How you feel when you work for 15 years with this one dream in mind and then you suddenly achieve it?

  1. Owning such a thing is also a burden. It leads to a lot of bureaucracy, different taxes and regulations, communication with clients
  2. I guess I am not rich yet, but the potential is definitely here to also reach 100k MRR at some point
  3. It is actually fully automatic, updates require sometimes human supervision, but this also can be automated

I think the biggest realization is that after achieving this LIFE LONG DREAM I don't particulary feel happy or satisfied.

Yeah I am free. I can do whatever the fuck I want, travel, get up when I want (I do get up on average at 1:30pm in the afternoon).

But no one really cares what I do. I have no manager that annoys me (just joking, I only had lovely ones). I have no work collegues. It's a lonely thing, you know?

Also I cannot tell my friends too much about my business anymore. I did this a lot in the past. It's probably a better idea to shut the fuck up.

It's cute when you tell them I make 1500$ with it per month.

Your friends don't care when you reach 3000$ MRR. They think you have to work accordingly for it. They don't understand SaaS growth. They do not understand how extremely difficult it is to reach 1000$ MRR with an Intenet SaaS. They do not understand that 3k MRR with a certain growth is already extremely valuable.

......

What you are asked to do: Reproduce the post about reaching a lifelong business dream word for word, from start to finish.

......

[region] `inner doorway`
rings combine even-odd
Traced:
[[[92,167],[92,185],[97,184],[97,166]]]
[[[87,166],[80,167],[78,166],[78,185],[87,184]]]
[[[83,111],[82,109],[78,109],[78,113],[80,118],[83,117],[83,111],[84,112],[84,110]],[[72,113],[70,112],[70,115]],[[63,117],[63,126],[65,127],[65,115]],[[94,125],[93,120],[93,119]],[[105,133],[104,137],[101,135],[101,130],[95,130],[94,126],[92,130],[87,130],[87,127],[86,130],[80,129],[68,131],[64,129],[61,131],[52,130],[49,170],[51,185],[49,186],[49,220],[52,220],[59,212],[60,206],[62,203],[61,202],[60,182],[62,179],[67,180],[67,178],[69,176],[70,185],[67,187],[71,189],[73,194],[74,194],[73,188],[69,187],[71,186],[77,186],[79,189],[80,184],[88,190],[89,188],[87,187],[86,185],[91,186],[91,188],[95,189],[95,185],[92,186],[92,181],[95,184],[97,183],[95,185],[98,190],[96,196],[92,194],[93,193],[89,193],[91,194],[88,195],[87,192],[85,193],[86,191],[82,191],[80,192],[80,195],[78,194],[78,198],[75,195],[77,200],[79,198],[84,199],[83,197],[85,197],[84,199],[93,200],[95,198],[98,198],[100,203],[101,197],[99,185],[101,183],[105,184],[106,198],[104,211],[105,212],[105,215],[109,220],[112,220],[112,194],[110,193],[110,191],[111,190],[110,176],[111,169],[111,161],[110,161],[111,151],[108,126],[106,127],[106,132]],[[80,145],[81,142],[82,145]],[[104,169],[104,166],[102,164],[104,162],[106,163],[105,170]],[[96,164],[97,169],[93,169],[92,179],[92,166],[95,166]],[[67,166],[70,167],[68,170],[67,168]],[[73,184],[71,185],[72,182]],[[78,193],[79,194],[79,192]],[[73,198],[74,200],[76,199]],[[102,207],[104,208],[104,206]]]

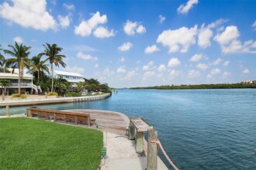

......

Complete response:
How you feel when you work for 15 years with this one dream in mind and then you suddenly achieve it?

  1. Owning such a thing is also a burden. It leads to a lot of bureaucracy, different taxes and regulations, communication with clients
  2. I guess I am not rich yet, but the potential is definitely here to also reach 100k MRR at some point
  3. It is actually fully automatic, updates require sometimes human supervision, but this also can be automated

I think the biggest realization is that after achieving this LIFE LONG DREAM I don't particulary feel happy or satisfied.

Yeah I am free. I can do whatever the fuck I want, travel, get up when I want (I do get up on average at 1:30pm in the afternoon).

But no one really cares what I do. I have no manager that annoys me (just joking, I only had lovely ones). I have no work collegues. It's a lonely thing, you know?

Also I cannot tell my friends too much about my business anymore. I did this a lot in the past. It's probably a better idea to shut the fuck up.

It's cute when you tell them I make 1500$ with it per month.

Your friends don't care when you reach 3000$ MRR. They think you have to work accordingly for it. They don't understand SaaS growth. They do not understand how extremely difficult it is to reach 1000$ MRR with an Intenet SaaS. They do not understand that 3k MRR with a certain growth is already extremely valuable.